- [Selected text]:
----------------

29/09/2017

Hidden Costs Of Climate Change Running Hundreds Of Billions A Year

National Geographic - Stephen Leahy

A new report warns of a high price tag on the impacts of global warming, from storm damage to health costs. But solutions can provide better value, the authors say.
Debris from a damaged home in Spring, Texas, serves as a reminder of Hurricane Harvey's fury. Such storms may be spurred by a changing climate, with expensive consequences. PHOTOGRAPH BY LUKE SHARRETT, BLOOMBERG VIA GETTY IMAGES
Extreme weather, made worse by climate change, along with the health impacts of burning fossil fuels, has cost the U.S. economy at least $240 billion a year over the past ten years, a new report has found.
And yet this does not include this past months’ three major hurricanes or 76 wildfires in nine Western states. Those economic losses alone are estimated to top $300 billion, the report notes. Putting it in perspective, $300 billion is enough money to provide free tuition for the 13.5 million U.S. students enrolled in public colleges and universities for four years.

----------------

- [Goals]:
(a) Reproduce the part of the climate-cost article that begins at the words "A new report warns" and stops after "the authors say.".
(b) According to the climate-cost article, how much has the U.S. economy lost each year over the past ten years from extreme weather and the health impacts of burning fossil fuels?
(c) Carry the climate-cost article forward from the last sentence shown.

- [Supplied information]:
----------------

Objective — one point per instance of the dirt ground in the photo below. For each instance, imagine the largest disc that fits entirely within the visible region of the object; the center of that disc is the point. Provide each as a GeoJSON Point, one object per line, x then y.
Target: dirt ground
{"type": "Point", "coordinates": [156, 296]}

----------------

- [Per-task answers]:
(a)
A new report warns of a high price tag on the impacts of global warming, from storm damage to health costs. But solutions can provide better value, the authors say.

(b) At least $240 billion a year.

(c)
In the coming decade, economic losses from extreme weather combined with the health costs of air pollution spiral upward to at least $360 billion annually, potentially crippling U.S. economic growth, according to this new report, The Economic Case for Climate Action in the United States, published online Thursday by the Universal Ecological Fund.
“Burning fossil fuels comes at a giant price tag which the U.S. economy cannot afford and not sustain," said Sir Robert Watson, co-author and director at the U.K's Tyndall Center for Climate Change Research.

Climate Change 101 With Bill Nye

  “We want to paint a picture for Americans to illustrate the fact that the costs of not acting on climate change are very significant,” Watson, the former chair of the Intergovernmental Panel on Climate Change, told National Geographic.
Watson is quick to point out that extreme weather events, including heat waves, hurricanes, wildfires, and droughts, are not caused by climate change. However, there is no question their intensity and frequency in many cases has been made worse by the fact the entire planet is now 1.8 degrees F (1 degree C) hotter, he said in an interview.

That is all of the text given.